*Source excerpt*.

◆ ◆ ◆ ◆ ◆ ◆ ◆

Interestingly, Szolga employs the photographic medium and satelite perspective as image-making form that have no doubt been complicit with a technocratic vision, a modernist conviction for scientific progress, globalisation and the projection of an outside. Her famous Bauhaus predecessors and compatriots  Moholy-Nagy und Kepes have believed in the role of the image in remodelling our thought, feeling, ways of living, in a temporality of modernist enthusiasm. Szolga´s installation comes in another temporality, a century later grows out of a posthuman and decolonial discourse that questions homo economicus’s way of seeing the world. She only mocks the perspective of objective observation (or surveillance), her image is composed of photographs taken from airplanes. Depictions of landscape scars are arranged into a large-scale dystopian, dreamy landscape beyond being a proof of human mingling with earth. It is rather an abstract portrait of the non-human that will persist in a speculative future beyond the anthropocene and humankind.

◆ ◆ ◆ ◆ ◆ ◆ ◆

*Dataset content*.
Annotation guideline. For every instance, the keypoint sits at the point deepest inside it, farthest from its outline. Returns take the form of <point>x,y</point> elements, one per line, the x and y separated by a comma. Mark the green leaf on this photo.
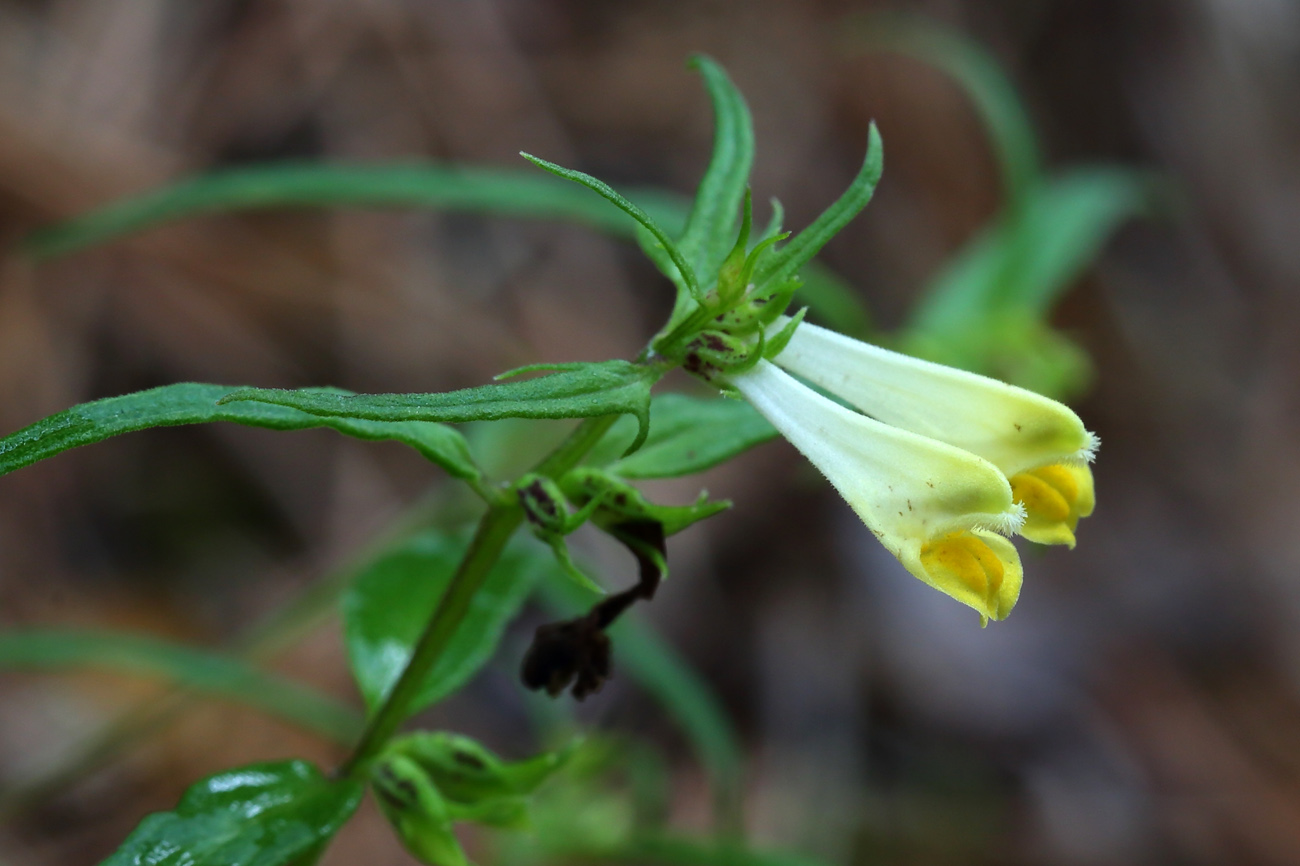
<point>833,303</point>
<point>606,191</point>
<point>787,262</point>
<point>681,851</point>
<point>467,773</point>
<point>202,670</point>
<point>1026,260</point>
<point>417,810</point>
<point>195,403</point>
<point>980,74</point>
<point>297,185</point>
<point>388,607</point>
<point>264,814</point>
<point>688,434</point>
<point>446,187</point>
<point>620,502</point>
<point>711,225</point>
<point>661,671</point>
<point>580,390</point>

◆ ◆ ◆ ◆ ◆ ◆ ◆

*The request*. Please output the full passage on Szolga's photographic installation without any changes. The material comes from a separate source.

*Exercise output*.
Interestingly, Szolga employs the photographic medium and satelite perspective as image-making form that have no doubt been complicit with a technocratic vision, a modernist conviction for scientific progress, globalisation and the projection of an outside. Her famous Bauhaus predecessors and compatriots  Moholy-Nagy und Kepes have believed in the role of the image in remodelling our thought, feeling, ways of living, in a temporality of modernist enthusiasm. Szolga´s installation comes in another temporality, a century later grows out of a posthuman and decolonial discourse that questions homo economicus’s way of seeing the world. She only mocks the perspective of objective observation (or surveillance), her image is composed of photographs taken from airplanes. Depictions of landscape scars are arranged into a large-scale dystopian, dreamy landscape beyond being a proof of human mingling with earth. It is rather an abstract portrait of the non-human that will persist in a speculative future beyond the anthropocene and humankind.